• Consigne: Traduisez en anglais cette phrase de l’extrait sur l’affaissement des villes : « Les villes de Fort Worth, Houston et Dallas, toutes situées au Texas, ont les taux d’affaissement les plus élevés, dépassant en moyenne 4 millimètres par an. »

Pour aggraver le problème, les données révèlent que l’affaissement de certaines villes n’est pas uniforme, ce qui signifie qu’elles s’enfoncent à des rythmes différents selon les endroits, et même qu’elles s’élèvent dans d’autres, créant des tensions qui pourraient sérieusement affecter les bâtiments et les infrastructures.
Les villes de Fort Worth, Houston et Dallas, toutes situées au Texas, ont les taux d’affaissement les plus élevés, dépassant en moyenne 4 millimètres par an. New York, Chicago, Columbus, Seattle et Denver affichent également une baisse significative, dépassant les 2 millimètres par an. Les données provenant de Houston sont particulièrement inquiétantes : les chercheurs ont constaté que 42 % de la surface s’affaisse à un rythme supérieur à 5 millimètres par an, tandis que 12 % s’affaissent à plus de 10 millimètres par an. Une différence qui, en quelques décennies seulement, peut avoir des conséquences fatales sur les bâtiments et les infrastructures.

• Matériel source:

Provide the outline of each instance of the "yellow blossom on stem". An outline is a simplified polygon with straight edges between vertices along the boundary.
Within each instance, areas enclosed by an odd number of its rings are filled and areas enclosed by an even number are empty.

• Réponse complète: The cities of Fort Worth, Houston and Dallas, all located in Texas, have the highest subsidence rates, exceeding 4 millimeters per year on average.